### WHAT THE TASK REQUIRES:
Copy out all of the data below word for word, leaving the pictures out of your copy.

### DATA FOR THIS TASK:
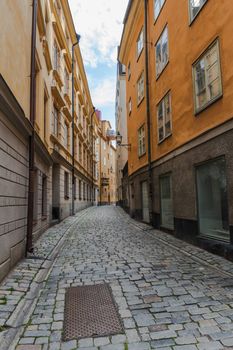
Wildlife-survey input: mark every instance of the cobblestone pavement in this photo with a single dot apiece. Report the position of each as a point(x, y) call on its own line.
point(170, 294)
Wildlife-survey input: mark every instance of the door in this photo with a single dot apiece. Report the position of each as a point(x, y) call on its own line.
point(145, 202)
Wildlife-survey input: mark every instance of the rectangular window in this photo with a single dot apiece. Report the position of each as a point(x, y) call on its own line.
point(141, 141)
point(66, 185)
point(45, 114)
point(140, 42)
point(167, 216)
point(207, 78)
point(129, 71)
point(161, 52)
point(212, 199)
point(140, 87)
point(164, 117)
point(66, 135)
point(75, 189)
point(55, 121)
point(130, 106)
point(44, 196)
point(194, 7)
point(158, 4)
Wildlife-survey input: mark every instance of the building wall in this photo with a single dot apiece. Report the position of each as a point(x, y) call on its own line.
point(15, 17)
point(177, 76)
point(121, 127)
point(13, 194)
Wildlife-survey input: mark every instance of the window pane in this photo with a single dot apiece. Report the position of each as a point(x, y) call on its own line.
point(167, 216)
point(212, 199)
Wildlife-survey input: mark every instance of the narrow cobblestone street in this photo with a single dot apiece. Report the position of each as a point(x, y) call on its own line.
point(167, 298)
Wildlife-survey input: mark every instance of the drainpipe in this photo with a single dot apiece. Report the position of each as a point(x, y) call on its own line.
point(29, 246)
point(73, 150)
point(148, 112)
point(92, 146)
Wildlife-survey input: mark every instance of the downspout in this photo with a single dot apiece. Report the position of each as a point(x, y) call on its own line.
point(150, 187)
point(29, 247)
point(92, 146)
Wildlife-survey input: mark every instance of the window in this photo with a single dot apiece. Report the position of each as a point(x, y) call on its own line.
point(66, 185)
point(212, 199)
point(55, 121)
point(195, 7)
point(207, 78)
point(66, 135)
point(80, 189)
point(141, 141)
point(84, 191)
point(166, 201)
point(45, 114)
point(130, 106)
point(164, 117)
point(140, 43)
point(129, 71)
point(67, 82)
point(161, 54)
point(158, 4)
point(44, 196)
point(140, 87)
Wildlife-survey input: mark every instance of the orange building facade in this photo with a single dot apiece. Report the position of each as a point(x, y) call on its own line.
point(179, 87)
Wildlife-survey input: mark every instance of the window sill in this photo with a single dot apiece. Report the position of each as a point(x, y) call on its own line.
point(159, 75)
point(207, 105)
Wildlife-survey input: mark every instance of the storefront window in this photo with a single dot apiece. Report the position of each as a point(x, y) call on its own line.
point(212, 199)
point(167, 216)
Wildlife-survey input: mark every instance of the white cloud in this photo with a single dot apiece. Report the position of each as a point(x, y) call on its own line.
point(103, 94)
point(99, 22)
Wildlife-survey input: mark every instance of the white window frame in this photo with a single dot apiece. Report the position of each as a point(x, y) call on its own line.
point(209, 100)
point(191, 3)
point(141, 141)
point(158, 4)
point(130, 105)
point(140, 88)
point(164, 117)
point(140, 42)
point(160, 66)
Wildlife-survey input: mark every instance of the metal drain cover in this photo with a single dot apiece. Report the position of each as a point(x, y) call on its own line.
point(90, 311)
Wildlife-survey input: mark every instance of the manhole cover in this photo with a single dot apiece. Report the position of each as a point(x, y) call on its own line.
point(90, 311)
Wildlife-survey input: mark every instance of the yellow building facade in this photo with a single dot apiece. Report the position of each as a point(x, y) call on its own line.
point(179, 116)
point(55, 158)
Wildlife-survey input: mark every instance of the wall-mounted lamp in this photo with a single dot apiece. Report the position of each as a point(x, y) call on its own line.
point(119, 141)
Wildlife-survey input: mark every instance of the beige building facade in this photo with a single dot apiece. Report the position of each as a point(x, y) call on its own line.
point(52, 132)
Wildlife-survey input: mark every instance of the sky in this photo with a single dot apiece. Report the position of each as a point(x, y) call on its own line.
point(99, 22)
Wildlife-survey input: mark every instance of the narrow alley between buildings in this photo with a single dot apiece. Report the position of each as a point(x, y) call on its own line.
point(167, 298)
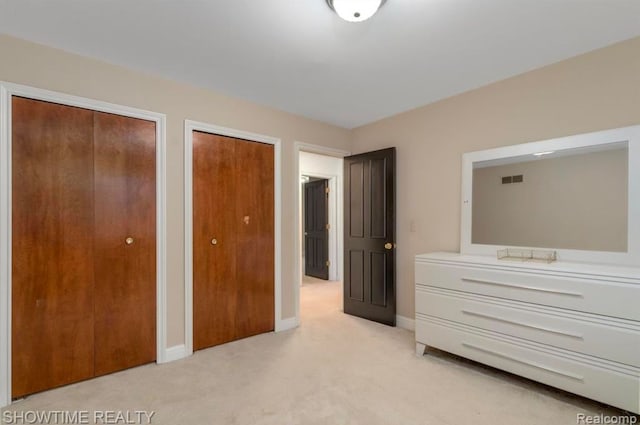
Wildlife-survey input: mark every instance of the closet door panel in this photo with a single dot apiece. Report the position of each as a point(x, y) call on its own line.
point(215, 292)
point(125, 242)
point(52, 245)
point(255, 230)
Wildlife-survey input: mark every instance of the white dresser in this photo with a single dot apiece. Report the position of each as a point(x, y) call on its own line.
point(569, 325)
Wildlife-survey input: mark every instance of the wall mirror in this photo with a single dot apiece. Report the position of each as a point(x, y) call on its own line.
point(578, 195)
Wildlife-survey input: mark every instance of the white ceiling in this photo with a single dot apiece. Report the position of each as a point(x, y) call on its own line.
point(298, 56)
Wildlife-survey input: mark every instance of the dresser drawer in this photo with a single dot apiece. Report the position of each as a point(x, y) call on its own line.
point(619, 387)
point(614, 339)
point(589, 295)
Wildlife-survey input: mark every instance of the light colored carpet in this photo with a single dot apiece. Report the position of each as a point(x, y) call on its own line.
point(333, 369)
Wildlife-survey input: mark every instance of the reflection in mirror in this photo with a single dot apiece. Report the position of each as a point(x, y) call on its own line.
point(567, 199)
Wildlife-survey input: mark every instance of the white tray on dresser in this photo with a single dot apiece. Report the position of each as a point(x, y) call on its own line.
point(573, 326)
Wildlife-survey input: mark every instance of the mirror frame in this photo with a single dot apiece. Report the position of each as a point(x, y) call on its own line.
point(629, 134)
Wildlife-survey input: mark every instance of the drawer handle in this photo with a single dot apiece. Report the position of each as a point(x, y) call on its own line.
point(529, 288)
point(526, 325)
point(525, 362)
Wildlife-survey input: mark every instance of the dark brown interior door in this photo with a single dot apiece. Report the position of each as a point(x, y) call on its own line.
point(125, 242)
point(215, 293)
point(233, 239)
point(52, 245)
point(316, 233)
point(369, 255)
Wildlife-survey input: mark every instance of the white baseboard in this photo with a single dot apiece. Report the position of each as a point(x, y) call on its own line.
point(405, 323)
point(176, 352)
point(286, 324)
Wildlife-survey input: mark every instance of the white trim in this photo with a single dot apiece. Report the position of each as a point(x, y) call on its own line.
point(334, 227)
point(7, 90)
point(321, 150)
point(629, 134)
point(405, 323)
point(176, 352)
point(189, 128)
point(289, 323)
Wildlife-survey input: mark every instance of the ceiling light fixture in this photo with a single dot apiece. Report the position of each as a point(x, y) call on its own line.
point(355, 10)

### ANSWER TO THIS PROBLEM:
Wildlife-survey input: mark every instance of the cobblestone pavement in this photo with a single dot apiece. Report the position of each as a point(x, y) call on its own line.
point(170, 294)
Wildlife-survey input: mark every instance of the door in this photo with a single dot apiece. Report the position of each as a point(x, y) call on its own line.
point(145, 202)
Wildlife-survey input: mark every instance of the rectangular window in this photo with a single dot apiece. Report the position of each as a point(x, y) call on its own line.
point(141, 141)
point(66, 185)
point(45, 114)
point(140, 42)
point(167, 216)
point(207, 78)
point(129, 71)
point(161, 52)
point(212, 199)
point(140, 87)
point(164, 117)
point(66, 135)
point(75, 189)
point(55, 121)
point(130, 106)
point(44, 196)
point(194, 7)
point(158, 4)
Wildlife-survey input: mark every instance of the building wall in this photo with a single dot apiece. Report the position of each as a point(x, y) call on its own line.
point(15, 17)
point(177, 76)
point(121, 127)
point(13, 194)
Wildlife-survey input: mark every instance of the window pane in this photo with a single dot apiece. Report the position of each as a point(x, y) call on its own line.
point(167, 216)
point(212, 199)
Wildlife-survey input: mark every instance of the narrow cobblestone street in this photo with a single dot apiece. Report the position of each as a point(x, y) call on its own line.
point(167, 298)
Wildlife-survey input: mark every instance of the drainpipe in this photo with a single dot apiece. Report the position of each as a point(x, y) call on its own line.
point(29, 246)
point(73, 150)
point(148, 112)
point(92, 146)
Wildlife-survey input: mark every instance of the downspout in this photo with a single dot apiece. Report the position of each as a point(x, y) call on its own line.
point(150, 187)
point(29, 247)
point(92, 146)
Wildlife-survey input: mark every instance of the window in this photo with a single dot apiece. Report the position of each as a point(x, y) call on its own line.
point(66, 185)
point(212, 199)
point(55, 121)
point(195, 7)
point(207, 78)
point(66, 135)
point(80, 189)
point(141, 141)
point(84, 191)
point(166, 201)
point(45, 114)
point(130, 106)
point(164, 117)
point(140, 43)
point(129, 71)
point(67, 82)
point(161, 54)
point(158, 4)
point(44, 196)
point(140, 87)
Wildlife-survey input: mark every instance of the orange building facade in this photo with a single dot apiece. Report the position of each as a point(x, y) call on its own line.
point(179, 87)
Wildlife-survey input: mark every instance of the window sill in this photo with a single dot apiece. Report the position of each as a point(x, y) call on its own line.
point(159, 75)
point(207, 105)
Wildlife-survey input: mark every instance of the storefront window in this photo with a single dot apiece. Report the position of each as a point(x, y) call on its own line.
point(212, 199)
point(167, 216)
Wildlife-survey input: mark every instance of the white cloud in this photo with a single dot apiece. Report the position of each as a point(x, y) call on its own line.
point(103, 94)
point(99, 22)
Wildlife-survey input: mark every instance of the white window frame in this photo with a single dot apiece. Report the position of each as a point(x, y) call on its own line.
point(209, 100)
point(191, 3)
point(141, 141)
point(158, 4)
point(130, 105)
point(140, 88)
point(164, 117)
point(140, 42)
point(160, 66)
Wildlife-survey input: mark every instance of the metal drain cover in this photo with a single dot apiece. Report the position of each as a point(x, y) call on its own line.
point(90, 311)
Wildlife-survey input: mark every instance of the manhole cover in this photo with a single dot apiece. Report the position of each as a point(x, y) call on its own line.
point(90, 311)
Wildlife-survey input: mark every instance of the yellow building facade in this photo with a single dot apiece. Report the position of each as a point(x, y) call on its own line.
point(179, 116)
point(55, 158)
Wildlife-survey input: mark every instance of the wall-mounted lamp in this photo with a single dot apiece. Report the position of each as a point(x, y) call on its own line.
point(119, 141)
Wildlife-survey input: mark every instance of the beige building facade in this photo with a single dot apiece. Report the position of each as a point(x, y) call on its own line.
point(52, 132)
Wildlife-survey input: mark every instance of the sky in this photo with a single dot apiece. Report the position of each as a point(x, y) call on its own line.
point(99, 22)
Wildlife-survey input: mark every instance of the narrow alley between buildings in this photo with a single dot apiece. Report the position of each as a point(x, y) call on its own line.
point(167, 298)
Wildlife-survey input: mark every instance of the closet door panel in this photo with a single dot apiece. Report the position of each as a point(x, y) call on its own line.
point(215, 292)
point(125, 242)
point(52, 245)
point(255, 230)
Wildlife-survey input: mark every instance of the white dresser in this photo with a single dot apiece. Report the position of each as a point(x, y) call on its own line.
point(569, 325)
Wildlife-survey input: mark every instance of the wall mirror in this photo with a single dot apiece. Report the position of each as a point(x, y) call on its own line.
point(578, 195)
Wildlife-survey input: mark every instance of the white ceiling in this photo with a single dot apiece. Report the position of each as a point(x, y) call on its own line.
point(298, 56)
Wildlife-survey input: mark every instance of the dresser drawer in this photo with a single dot apiece. Report the position of each as a point(x, y) call on its own line.
point(619, 387)
point(614, 339)
point(589, 295)
Wildlife-survey input: mark every instance of the light colored carpet in this photo with a single dot apiece. Report the position of each as a point(x, y) call on its own line.
point(333, 369)
Wildlife-survey input: mark every instance of the reflection in mirror in this photo with a single dot apiece. Report the position of each as a point(x, y) call on its own line.
point(567, 199)
Wildlife-survey input: mark every instance of the white tray on dresser in this photo with a single dot apiece. Report the position of each as a point(x, y) call on its own line.
point(573, 326)
Wildlife-survey input: mark every instance of the mirror frame in this photo with a single dot apiece. Report the position of each as a point(x, y) call on its own line.
point(629, 134)
Wildlife-survey input: mark every instance of the drawer handle in this photo with a single dot apiece. Report the position of each as a point(x, y) call on its own line.
point(529, 288)
point(526, 325)
point(525, 362)
Wildlife-survey input: mark every instance of the dark brown interior door in this photo with a single dot apiece. Report the position of each as a point(x, y) call on its own line.
point(125, 242)
point(215, 293)
point(233, 239)
point(52, 245)
point(316, 233)
point(369, 255)
Wildlife-survey input: mark every instance of the white baseboard in this photo with a single dot apiece. Report the position of each as a point(x, y) call on its own line.
point(405, 323)
point(176, 352)
point(286, 324)
Wildlife-survey input: mark every instance of the white trim in this photo with a single dot apiece. Report the position of each as a point(x, y) call on its own line.
point(334, 227)
point(7, 90)
point(321, 150)
point(629, 134)
point(405, 323)
point(176, 352)
point(189, 128)
point(289, 323)
Wildlife-survey input: mark every instance of the ceiling light fixture in this photo with a single dot apiece. Report the position of each as a point(x, y) call on its own line.
point(355, 10)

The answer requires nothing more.